Take the line that contains "the shirt pocket" in the data below and each line after it, through the last, and repeat them unchanged.

DATASET —
==============================
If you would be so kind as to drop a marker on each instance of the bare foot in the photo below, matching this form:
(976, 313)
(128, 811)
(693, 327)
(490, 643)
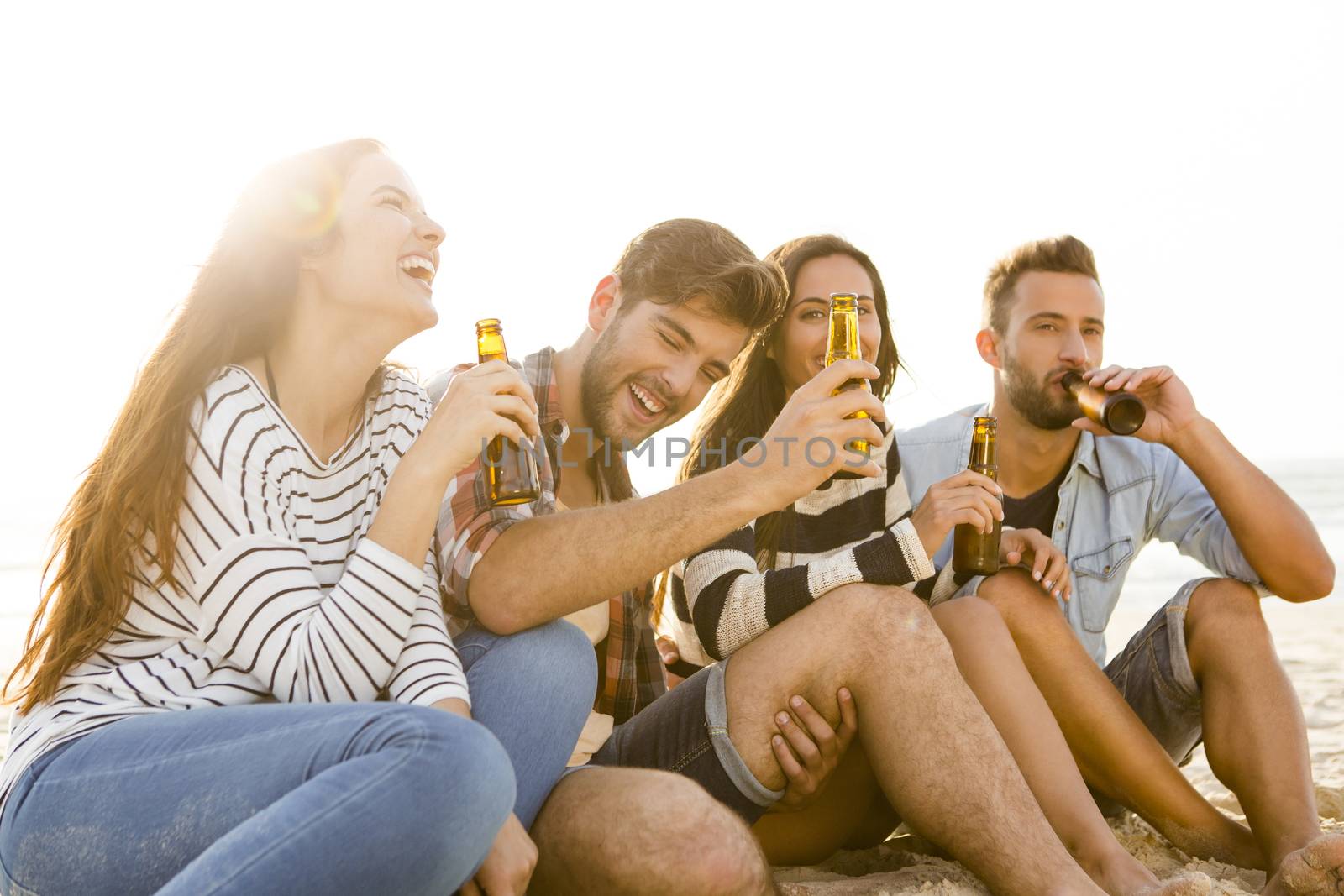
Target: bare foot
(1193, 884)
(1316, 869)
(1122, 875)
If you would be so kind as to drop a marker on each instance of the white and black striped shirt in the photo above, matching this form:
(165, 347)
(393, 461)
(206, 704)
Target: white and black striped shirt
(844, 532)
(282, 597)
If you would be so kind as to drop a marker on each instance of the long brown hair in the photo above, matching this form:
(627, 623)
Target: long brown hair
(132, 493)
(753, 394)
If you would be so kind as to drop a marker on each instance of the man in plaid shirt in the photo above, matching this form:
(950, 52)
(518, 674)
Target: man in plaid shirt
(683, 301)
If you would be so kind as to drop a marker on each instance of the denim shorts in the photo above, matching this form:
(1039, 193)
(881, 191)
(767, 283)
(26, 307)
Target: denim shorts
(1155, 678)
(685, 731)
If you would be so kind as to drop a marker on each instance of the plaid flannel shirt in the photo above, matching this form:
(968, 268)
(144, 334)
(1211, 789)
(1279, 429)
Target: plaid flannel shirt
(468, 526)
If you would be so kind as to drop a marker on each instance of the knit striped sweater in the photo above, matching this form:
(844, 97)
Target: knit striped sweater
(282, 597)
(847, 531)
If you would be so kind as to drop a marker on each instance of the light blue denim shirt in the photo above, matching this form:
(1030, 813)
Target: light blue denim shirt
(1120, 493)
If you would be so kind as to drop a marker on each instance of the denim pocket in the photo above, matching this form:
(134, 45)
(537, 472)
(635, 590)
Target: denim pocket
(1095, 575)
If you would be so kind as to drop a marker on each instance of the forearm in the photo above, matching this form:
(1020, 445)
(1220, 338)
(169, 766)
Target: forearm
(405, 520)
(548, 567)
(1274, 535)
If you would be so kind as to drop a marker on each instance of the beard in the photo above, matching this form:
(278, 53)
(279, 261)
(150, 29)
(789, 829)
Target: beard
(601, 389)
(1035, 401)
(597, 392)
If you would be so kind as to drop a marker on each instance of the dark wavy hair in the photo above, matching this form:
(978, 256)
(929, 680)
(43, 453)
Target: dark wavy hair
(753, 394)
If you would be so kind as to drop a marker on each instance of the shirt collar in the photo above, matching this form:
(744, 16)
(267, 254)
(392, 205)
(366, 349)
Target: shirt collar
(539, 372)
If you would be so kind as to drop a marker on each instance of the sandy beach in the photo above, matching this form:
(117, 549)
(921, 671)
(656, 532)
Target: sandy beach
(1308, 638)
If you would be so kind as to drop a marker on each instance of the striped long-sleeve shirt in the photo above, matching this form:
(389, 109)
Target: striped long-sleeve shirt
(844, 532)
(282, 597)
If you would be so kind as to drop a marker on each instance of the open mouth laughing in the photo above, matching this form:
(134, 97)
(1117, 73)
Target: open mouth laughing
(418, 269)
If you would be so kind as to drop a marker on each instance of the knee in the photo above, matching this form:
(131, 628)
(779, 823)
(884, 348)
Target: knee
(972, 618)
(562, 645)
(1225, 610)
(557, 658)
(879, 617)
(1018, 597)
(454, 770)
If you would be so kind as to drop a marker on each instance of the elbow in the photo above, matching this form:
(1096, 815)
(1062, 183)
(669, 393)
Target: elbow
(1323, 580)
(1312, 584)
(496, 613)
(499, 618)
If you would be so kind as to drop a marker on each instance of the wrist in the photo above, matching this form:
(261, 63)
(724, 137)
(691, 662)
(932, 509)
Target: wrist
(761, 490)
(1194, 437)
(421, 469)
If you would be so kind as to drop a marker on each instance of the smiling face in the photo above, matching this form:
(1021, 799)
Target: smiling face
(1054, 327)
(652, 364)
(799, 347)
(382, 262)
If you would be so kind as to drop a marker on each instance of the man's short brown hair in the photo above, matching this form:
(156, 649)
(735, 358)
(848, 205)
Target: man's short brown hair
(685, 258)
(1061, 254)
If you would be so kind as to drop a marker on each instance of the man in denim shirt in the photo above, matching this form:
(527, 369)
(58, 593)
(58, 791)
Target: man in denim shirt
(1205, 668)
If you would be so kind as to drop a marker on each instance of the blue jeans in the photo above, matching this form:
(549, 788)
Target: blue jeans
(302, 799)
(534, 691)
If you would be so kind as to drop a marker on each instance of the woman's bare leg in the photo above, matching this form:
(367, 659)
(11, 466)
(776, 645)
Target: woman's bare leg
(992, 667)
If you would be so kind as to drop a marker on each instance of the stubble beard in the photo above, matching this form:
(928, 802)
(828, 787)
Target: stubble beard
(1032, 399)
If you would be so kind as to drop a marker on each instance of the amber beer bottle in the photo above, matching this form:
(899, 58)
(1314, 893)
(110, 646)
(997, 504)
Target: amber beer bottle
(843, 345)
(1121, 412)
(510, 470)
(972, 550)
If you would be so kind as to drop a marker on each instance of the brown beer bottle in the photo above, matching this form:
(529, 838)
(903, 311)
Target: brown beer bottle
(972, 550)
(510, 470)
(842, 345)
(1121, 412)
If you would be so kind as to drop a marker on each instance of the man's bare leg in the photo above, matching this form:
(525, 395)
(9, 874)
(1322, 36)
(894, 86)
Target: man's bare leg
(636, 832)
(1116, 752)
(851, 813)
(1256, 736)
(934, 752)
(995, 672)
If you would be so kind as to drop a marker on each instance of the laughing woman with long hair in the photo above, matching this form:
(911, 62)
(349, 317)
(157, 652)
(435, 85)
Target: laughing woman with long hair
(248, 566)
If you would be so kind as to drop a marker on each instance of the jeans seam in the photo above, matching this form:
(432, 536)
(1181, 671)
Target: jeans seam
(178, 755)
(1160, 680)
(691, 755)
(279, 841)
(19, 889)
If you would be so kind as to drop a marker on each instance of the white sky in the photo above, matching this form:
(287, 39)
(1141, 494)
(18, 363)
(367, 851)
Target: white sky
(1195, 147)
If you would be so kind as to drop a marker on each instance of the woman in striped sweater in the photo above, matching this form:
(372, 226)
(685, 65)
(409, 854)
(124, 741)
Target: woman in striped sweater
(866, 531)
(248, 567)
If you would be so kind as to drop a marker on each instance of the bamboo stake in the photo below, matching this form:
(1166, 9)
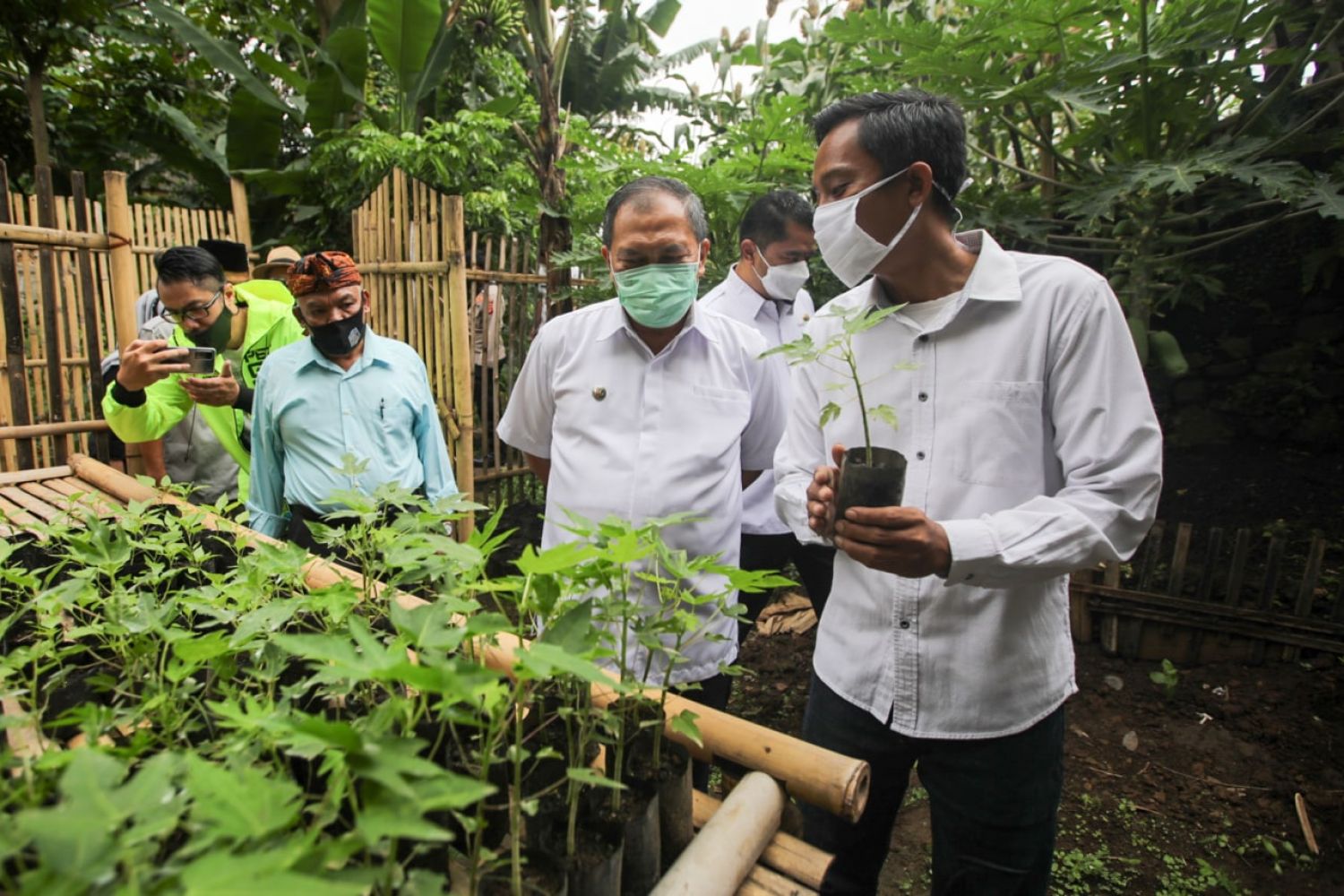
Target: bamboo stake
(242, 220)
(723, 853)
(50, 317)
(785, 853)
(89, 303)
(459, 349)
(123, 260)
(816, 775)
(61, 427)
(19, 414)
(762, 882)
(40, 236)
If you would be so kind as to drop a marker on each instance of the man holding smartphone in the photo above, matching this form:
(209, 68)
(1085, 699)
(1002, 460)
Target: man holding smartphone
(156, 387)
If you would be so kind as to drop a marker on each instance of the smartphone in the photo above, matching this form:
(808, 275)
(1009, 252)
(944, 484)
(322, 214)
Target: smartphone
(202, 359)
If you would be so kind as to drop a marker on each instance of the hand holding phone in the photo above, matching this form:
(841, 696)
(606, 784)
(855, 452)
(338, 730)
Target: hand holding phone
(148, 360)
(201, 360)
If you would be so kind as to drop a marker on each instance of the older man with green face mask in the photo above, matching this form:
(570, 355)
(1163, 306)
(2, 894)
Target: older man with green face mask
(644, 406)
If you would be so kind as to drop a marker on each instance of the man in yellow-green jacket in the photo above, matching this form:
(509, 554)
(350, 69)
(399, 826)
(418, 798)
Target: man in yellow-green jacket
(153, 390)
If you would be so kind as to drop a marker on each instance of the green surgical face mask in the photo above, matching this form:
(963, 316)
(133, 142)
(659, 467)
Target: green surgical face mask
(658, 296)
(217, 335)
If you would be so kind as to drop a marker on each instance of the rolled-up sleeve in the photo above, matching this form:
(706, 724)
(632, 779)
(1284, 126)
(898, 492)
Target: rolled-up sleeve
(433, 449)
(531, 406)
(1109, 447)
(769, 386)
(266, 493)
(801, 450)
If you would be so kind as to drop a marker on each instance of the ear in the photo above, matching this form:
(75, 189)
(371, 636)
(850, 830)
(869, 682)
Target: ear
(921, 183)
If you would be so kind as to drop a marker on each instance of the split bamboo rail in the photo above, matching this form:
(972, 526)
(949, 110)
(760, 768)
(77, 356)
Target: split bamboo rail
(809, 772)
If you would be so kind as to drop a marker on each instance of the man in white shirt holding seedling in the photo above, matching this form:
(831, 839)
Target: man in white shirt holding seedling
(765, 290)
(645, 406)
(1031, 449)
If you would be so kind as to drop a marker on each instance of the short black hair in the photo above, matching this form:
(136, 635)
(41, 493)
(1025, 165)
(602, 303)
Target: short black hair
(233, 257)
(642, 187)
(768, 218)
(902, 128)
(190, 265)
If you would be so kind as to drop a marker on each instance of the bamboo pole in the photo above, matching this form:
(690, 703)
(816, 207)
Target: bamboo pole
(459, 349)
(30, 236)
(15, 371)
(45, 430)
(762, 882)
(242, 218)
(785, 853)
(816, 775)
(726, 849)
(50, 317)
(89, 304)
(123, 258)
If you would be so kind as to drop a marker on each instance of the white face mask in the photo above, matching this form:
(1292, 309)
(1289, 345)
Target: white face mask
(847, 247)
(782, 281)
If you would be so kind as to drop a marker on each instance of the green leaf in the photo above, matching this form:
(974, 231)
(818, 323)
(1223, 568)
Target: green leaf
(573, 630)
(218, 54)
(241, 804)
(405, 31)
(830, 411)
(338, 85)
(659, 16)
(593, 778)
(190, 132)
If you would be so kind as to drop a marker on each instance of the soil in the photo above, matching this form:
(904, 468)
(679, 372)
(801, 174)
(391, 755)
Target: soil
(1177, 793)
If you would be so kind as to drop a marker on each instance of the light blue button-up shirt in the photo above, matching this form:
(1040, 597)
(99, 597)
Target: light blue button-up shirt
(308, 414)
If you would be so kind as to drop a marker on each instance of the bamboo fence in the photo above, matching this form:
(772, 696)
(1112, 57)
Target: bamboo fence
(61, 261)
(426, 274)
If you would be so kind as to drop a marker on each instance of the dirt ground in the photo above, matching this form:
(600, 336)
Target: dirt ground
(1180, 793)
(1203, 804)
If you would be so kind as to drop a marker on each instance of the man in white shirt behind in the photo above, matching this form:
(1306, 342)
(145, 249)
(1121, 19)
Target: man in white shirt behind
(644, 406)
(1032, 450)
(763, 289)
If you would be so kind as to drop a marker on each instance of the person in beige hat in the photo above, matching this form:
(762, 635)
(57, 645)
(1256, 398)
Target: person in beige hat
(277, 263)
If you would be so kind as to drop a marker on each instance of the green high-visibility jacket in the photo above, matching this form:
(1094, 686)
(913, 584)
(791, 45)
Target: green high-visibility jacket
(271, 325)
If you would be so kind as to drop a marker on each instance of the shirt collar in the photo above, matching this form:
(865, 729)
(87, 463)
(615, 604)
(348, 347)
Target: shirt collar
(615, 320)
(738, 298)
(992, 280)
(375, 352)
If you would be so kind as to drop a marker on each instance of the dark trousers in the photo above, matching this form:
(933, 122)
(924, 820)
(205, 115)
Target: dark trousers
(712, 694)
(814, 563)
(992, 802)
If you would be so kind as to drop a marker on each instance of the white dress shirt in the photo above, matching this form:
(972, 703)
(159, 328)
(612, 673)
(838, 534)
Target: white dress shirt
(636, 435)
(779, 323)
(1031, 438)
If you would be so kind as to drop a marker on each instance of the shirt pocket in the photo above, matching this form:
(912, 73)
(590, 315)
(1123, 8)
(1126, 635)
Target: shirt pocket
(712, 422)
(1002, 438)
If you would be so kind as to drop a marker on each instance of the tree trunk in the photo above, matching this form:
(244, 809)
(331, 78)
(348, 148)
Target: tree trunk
==============================
SOLUTION —
If you would be so kind as to drop a marker on each instance of the shirt pocket in the photo above, matching this form:
(912, 73)
(590, 315)
(1123, 8)
(1126, 635)
Target: shirt pocket
(712, 422)
(1002, 438)
If you would be so kind as to drop a marker on each instance of the tree trunk in the photo above, matching this form:
(244, 809)
(331, 78)
(348, 148)
Target: tree trunk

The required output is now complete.